Your answer should be a single number: the count of lines in the listing that contain "green".
*** Opening Records provided ***
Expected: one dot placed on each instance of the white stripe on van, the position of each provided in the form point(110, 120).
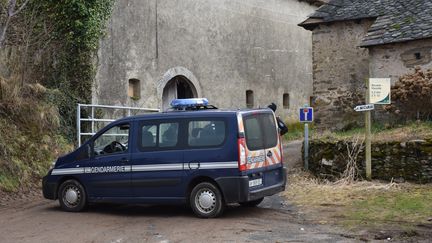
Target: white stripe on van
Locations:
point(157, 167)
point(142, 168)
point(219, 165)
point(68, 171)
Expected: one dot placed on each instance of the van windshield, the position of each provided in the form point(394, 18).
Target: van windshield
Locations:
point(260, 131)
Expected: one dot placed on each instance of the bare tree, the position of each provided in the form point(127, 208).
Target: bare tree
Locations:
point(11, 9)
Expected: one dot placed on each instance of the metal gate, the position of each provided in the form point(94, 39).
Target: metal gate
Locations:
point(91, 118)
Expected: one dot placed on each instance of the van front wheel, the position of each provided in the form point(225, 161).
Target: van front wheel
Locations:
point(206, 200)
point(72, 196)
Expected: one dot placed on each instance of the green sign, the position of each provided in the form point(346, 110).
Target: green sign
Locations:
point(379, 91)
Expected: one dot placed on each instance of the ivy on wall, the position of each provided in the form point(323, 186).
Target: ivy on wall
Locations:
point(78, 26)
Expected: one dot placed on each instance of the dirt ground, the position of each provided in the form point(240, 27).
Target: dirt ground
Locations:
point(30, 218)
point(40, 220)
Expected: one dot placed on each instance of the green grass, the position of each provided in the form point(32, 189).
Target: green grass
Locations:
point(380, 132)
*** Closing Records provided ***
*** Opening Records provided ***
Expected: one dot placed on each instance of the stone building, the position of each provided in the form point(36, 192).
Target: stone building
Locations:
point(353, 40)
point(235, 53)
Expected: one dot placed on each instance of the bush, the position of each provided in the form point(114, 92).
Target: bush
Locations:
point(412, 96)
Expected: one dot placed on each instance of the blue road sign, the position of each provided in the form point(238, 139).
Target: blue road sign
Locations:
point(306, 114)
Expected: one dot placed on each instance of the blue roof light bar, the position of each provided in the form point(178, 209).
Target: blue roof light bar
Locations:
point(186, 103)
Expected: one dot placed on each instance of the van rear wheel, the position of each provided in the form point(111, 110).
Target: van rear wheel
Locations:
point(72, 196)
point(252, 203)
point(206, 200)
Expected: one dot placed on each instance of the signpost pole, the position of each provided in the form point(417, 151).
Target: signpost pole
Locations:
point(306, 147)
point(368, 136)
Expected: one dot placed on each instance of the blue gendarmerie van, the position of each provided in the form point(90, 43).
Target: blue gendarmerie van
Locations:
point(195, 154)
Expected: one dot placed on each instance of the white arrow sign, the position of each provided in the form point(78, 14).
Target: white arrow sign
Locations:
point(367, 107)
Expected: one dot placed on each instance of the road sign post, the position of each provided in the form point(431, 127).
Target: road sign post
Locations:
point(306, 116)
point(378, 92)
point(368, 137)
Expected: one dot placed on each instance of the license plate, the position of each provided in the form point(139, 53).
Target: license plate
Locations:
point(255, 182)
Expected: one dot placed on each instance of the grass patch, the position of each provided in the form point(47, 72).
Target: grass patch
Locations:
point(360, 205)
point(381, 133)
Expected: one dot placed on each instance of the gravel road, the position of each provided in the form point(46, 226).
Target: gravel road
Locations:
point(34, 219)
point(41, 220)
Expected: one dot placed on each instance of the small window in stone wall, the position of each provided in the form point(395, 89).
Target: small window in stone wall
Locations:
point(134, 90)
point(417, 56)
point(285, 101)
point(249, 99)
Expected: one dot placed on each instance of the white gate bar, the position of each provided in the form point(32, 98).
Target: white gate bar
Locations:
*** Closing Records provided ***
**Solution for this exercise**
4